Task prompt — Transcribe the entries exactly; images are not part of the copy.

Given data —
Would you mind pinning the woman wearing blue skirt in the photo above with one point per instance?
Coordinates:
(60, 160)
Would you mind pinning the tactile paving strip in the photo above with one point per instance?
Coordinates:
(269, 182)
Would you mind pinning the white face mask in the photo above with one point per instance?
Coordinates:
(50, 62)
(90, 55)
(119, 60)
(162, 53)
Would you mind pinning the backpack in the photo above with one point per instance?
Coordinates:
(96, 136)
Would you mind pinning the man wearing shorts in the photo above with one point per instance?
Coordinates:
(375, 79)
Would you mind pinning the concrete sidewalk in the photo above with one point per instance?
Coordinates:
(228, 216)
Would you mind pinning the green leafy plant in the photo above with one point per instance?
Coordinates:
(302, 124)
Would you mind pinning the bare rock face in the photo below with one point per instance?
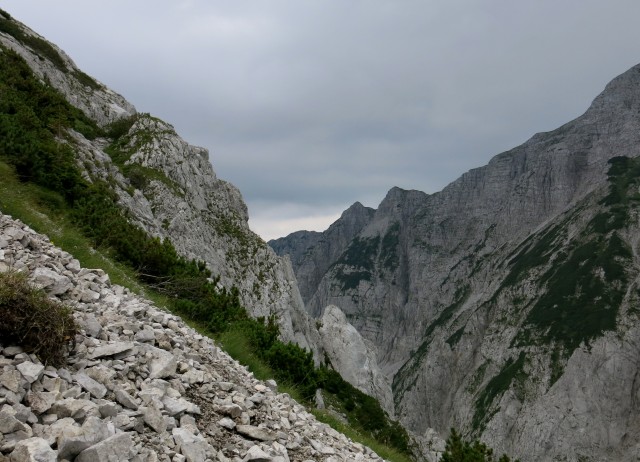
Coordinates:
(353, 357)
(312, 253)
(504, 305)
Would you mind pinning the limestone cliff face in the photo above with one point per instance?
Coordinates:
(312, 253)
(505, 305)
(171, 190)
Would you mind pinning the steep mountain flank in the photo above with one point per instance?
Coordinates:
(139, 385)
(169, 187)
(506, 304)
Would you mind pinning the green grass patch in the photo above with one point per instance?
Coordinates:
(384, 451)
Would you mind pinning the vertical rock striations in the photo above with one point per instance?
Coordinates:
(170, 189)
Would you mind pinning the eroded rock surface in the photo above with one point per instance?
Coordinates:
(173, 397)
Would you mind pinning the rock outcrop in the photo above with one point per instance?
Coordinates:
(140, 385)
(353, 357)
(504, 305)
(171, 190)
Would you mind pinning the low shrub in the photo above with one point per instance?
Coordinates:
(28, 318)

Reply to the exercise —
Would you mind pinning the woman wearing blue skirt in the photo above with one point per instance?
Coordinates:
(60, 160)
Would you mind pinning the tactile paving strip in the photo above with one point per instance?
Coordinates:
(269, 182)
Would you mind pinning the white face mask in the photo above with one point per instance?
Coordinates:
(50, 62)
(90, 55)
(119, 60)
(162, 53)
Would you mind pinning the backpack in the photo above with one point per instance?
Coordinates:
(96, 136)
Would you mind pinning the man wearing shorts in the photo above with one point per instance?
Coordinates:
(375, 79)
Would you mind pinning the concrete sidewalk in the photo above with one point per instance?
Coordinates:
(228, 216)
Would you mind pinning the green leafy plant in the photo above with one point per instance?
Coordinates:
(302, 124)
Would you mind pinning the bare rock face in the photo below with one point per instance?
Coordinates:
(353, 357)
(312, 253)
(504, 305)
Would you mind pinning the limestone cliff face in the photo above with one point per instance?
Coordinates:
(312, 253)
(505, 305)
(171, 190)
Would you mind pinning the steep mountain flank in the photo above with one point per instance?
Coordinates:
(139, 385)
(169, 187)
(506, 304)
Would you mind pinning the green grass patch in the photo above with one point per instance?
Coordinates:
(384, 451)
Would you mind pinning the vertical rock striations in the photo above with one point per instance?
Coordinates:
(170, 189)
Would you mind pinning the eroded rock surface in the photo above with one point per instance?
Coordinates:
(173, 397)
Would you mind pinning the rock outcrop in the photo above with one point per instance?
Coordinates:
(140, 385)
(353, 357)
(504, 305)
(171, 190)
Would you mind pinning the low shrub in the photo above with one point per instance?
Coordinates:
(28, 318)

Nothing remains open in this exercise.